> _Data to process_:
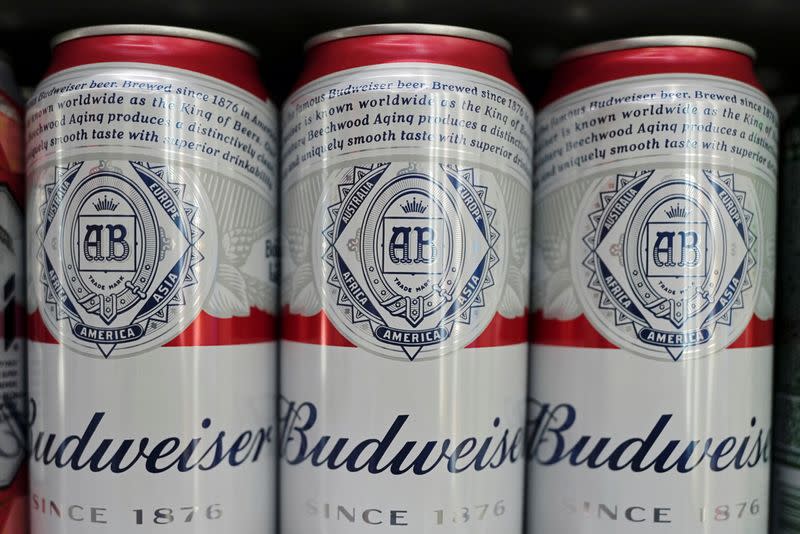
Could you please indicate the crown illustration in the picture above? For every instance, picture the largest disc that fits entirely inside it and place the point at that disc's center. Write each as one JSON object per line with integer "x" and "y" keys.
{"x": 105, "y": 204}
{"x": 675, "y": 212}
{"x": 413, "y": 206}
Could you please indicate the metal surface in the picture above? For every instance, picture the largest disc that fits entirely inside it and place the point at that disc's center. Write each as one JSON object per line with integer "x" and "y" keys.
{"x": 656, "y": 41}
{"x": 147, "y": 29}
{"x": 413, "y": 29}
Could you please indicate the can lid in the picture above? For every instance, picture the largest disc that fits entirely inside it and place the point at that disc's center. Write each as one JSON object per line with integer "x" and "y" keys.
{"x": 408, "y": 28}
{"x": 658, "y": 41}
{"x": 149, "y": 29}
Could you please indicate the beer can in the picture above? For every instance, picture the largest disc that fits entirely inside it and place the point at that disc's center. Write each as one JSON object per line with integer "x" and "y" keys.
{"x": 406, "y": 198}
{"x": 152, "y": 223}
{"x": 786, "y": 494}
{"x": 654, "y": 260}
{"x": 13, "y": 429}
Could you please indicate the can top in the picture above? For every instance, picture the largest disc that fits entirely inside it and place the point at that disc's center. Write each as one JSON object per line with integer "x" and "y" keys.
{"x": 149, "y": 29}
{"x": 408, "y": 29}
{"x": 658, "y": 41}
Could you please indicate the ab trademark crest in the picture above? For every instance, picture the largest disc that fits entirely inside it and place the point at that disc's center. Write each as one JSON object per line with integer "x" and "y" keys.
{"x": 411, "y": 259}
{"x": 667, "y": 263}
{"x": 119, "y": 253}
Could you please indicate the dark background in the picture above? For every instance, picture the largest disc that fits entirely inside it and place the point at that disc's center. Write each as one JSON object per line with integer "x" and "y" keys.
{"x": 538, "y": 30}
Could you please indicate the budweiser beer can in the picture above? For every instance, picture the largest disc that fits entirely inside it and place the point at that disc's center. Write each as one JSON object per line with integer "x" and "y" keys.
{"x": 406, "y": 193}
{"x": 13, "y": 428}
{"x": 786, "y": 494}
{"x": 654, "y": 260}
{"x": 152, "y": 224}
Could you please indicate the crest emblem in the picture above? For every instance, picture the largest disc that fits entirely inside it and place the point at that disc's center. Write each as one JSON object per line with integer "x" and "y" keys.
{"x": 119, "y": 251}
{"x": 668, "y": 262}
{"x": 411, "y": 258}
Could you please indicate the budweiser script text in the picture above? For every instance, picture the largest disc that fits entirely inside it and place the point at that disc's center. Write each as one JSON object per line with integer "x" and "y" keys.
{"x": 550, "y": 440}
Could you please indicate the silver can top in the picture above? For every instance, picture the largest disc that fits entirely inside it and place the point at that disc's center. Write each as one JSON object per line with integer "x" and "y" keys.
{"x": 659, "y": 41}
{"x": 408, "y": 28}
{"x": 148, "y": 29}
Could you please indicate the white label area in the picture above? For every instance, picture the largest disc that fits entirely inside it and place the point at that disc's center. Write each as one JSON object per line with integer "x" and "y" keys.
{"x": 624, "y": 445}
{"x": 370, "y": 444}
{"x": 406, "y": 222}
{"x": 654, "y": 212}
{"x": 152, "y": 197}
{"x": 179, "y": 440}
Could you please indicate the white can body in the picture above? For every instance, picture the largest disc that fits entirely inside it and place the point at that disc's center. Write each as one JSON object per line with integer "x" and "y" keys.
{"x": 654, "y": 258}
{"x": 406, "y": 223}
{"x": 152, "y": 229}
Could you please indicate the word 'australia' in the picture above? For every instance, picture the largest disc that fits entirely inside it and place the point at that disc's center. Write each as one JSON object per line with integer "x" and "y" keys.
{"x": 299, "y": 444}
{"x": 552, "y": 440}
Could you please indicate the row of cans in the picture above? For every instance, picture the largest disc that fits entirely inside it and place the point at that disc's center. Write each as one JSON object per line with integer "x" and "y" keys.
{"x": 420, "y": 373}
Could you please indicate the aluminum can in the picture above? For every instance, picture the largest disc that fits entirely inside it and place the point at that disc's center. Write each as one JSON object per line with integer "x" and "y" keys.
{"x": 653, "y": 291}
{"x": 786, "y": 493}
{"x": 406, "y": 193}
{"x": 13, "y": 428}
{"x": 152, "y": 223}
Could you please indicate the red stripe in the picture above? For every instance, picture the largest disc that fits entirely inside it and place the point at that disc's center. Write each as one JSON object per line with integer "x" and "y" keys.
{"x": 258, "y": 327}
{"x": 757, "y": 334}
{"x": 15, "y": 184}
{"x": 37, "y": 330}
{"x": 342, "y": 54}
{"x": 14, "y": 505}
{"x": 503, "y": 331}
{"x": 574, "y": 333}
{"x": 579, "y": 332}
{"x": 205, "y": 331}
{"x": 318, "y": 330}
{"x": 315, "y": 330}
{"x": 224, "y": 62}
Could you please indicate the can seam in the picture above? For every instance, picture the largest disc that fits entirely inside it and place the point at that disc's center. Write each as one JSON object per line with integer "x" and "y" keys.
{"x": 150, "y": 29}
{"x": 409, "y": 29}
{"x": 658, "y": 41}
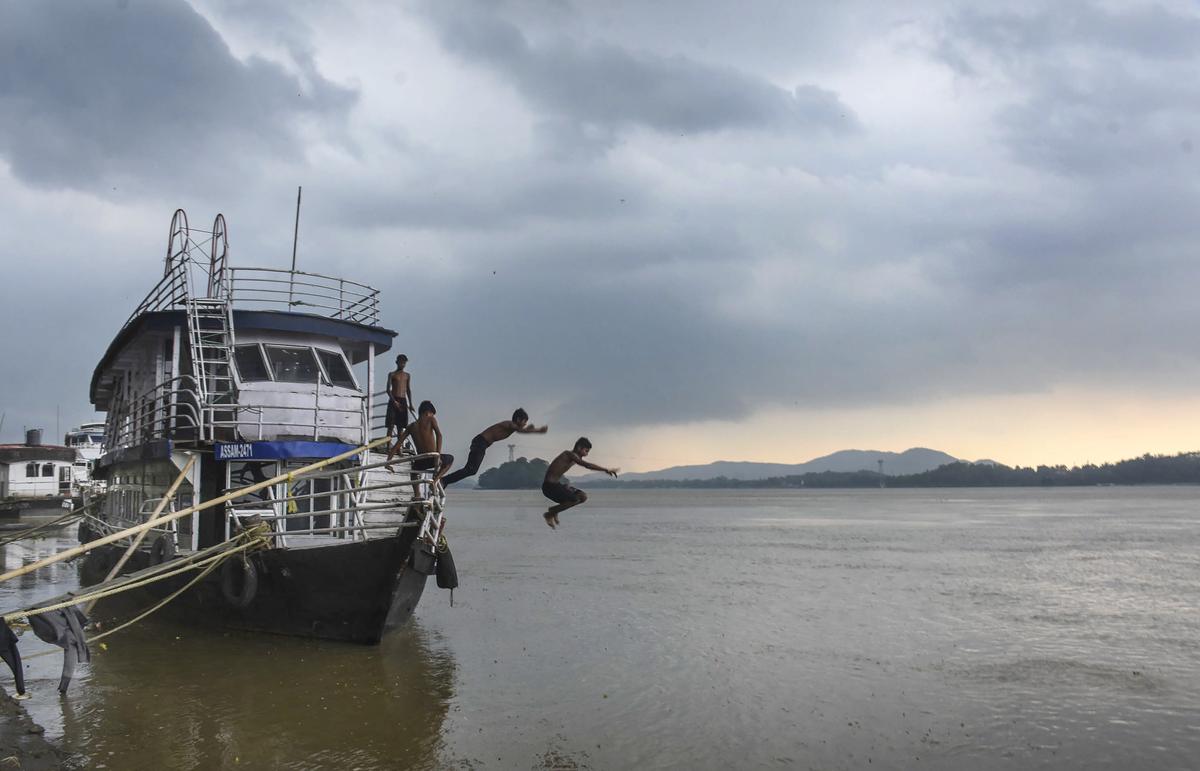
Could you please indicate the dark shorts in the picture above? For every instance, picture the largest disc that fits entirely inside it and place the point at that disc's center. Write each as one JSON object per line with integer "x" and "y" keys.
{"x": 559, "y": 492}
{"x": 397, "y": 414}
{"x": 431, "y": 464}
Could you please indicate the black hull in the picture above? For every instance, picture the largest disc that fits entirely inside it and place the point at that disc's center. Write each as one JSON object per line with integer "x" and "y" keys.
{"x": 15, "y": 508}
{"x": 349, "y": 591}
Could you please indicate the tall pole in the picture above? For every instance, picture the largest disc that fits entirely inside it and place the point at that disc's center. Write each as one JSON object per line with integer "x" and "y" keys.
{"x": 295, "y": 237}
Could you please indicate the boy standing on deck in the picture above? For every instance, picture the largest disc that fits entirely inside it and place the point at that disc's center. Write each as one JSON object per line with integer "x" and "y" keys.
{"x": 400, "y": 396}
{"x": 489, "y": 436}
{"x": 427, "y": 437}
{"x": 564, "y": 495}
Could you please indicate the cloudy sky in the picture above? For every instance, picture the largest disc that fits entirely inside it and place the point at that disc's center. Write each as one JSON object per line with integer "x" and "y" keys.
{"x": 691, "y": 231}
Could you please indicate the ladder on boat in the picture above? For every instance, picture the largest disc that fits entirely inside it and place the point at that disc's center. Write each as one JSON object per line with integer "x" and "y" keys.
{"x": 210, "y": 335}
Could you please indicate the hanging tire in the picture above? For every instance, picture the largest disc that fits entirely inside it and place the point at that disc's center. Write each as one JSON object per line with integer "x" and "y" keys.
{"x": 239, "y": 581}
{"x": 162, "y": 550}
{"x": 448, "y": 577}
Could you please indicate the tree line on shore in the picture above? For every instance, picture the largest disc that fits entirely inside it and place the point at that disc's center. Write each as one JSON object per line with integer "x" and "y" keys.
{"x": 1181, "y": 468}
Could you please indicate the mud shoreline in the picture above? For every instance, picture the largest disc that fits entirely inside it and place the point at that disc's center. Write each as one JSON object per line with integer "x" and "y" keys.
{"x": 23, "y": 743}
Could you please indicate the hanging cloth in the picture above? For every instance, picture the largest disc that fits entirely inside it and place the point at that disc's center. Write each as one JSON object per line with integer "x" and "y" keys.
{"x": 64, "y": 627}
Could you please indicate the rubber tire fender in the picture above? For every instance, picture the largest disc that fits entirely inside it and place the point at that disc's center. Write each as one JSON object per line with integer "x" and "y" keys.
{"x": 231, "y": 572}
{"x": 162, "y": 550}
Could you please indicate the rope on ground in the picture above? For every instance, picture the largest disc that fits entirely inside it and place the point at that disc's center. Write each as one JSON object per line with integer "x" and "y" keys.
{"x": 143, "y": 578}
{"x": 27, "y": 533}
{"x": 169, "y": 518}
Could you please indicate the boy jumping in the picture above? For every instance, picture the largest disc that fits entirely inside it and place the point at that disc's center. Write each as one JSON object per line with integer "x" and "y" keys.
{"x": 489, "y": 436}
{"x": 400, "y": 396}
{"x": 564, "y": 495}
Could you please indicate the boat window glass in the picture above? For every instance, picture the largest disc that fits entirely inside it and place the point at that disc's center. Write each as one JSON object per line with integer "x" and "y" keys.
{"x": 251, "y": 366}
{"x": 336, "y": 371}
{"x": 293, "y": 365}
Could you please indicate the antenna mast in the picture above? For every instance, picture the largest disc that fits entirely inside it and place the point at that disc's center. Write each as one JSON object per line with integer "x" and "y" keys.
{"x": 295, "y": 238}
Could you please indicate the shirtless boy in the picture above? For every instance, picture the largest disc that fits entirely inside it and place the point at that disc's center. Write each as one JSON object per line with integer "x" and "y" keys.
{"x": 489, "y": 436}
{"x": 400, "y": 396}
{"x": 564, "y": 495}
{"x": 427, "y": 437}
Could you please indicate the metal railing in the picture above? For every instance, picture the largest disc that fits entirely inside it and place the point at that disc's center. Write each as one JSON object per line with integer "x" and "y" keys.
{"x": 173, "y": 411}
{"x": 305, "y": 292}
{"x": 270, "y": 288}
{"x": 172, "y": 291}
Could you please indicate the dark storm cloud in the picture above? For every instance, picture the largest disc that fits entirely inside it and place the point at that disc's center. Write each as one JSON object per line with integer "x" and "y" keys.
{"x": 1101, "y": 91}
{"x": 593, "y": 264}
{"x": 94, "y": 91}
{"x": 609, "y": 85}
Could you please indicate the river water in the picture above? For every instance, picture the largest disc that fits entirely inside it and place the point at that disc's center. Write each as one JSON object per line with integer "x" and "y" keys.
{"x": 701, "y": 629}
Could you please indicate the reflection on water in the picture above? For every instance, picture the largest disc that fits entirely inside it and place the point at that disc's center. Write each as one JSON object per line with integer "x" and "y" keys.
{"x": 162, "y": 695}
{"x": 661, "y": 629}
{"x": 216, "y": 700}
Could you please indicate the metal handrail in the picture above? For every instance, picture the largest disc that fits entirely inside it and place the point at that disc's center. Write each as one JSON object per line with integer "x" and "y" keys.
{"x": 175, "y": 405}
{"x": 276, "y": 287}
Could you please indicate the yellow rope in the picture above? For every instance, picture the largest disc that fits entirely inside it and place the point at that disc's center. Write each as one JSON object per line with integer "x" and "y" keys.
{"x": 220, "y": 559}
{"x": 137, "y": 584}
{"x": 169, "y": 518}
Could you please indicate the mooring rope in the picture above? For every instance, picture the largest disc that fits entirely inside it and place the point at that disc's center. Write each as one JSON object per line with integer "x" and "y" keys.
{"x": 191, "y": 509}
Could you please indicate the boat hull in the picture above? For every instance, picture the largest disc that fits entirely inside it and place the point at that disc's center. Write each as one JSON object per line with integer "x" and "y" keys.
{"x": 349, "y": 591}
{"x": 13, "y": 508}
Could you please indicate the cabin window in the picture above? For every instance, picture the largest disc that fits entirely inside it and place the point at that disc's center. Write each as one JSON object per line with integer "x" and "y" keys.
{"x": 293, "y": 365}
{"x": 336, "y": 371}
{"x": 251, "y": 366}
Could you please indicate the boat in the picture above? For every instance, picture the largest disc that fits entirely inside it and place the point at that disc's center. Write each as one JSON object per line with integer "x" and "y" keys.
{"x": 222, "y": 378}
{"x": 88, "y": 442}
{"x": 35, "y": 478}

> _About this exercise_:
Your task is to reproduce, exactly and exclusively, the lines from the one holding "Could you please indicate the cabin" through the final line of the listing.

> _Exercise response_:
Could you please indicate the cabin window in the picture above? For every instance, picture the largest disc that fits entirely inside it and place the point at that disc's center. Write each as one JSON object per line with integer "x" and "y" keys.
{"x": 293, "y": 365}
{"x": 336, "y": 371}
{"x": 251, "y": 366}
Could you please indicate the boat in the picture above? For every instance, picture the largest disc that fits entirely inside it and place the point at that disc's center. Write each as one JSON object per line with integer "x" and "y" keys.
{"x": 222, "y": 378}
{"x": 88, "y": 442}
{"x": 35, "y": 478}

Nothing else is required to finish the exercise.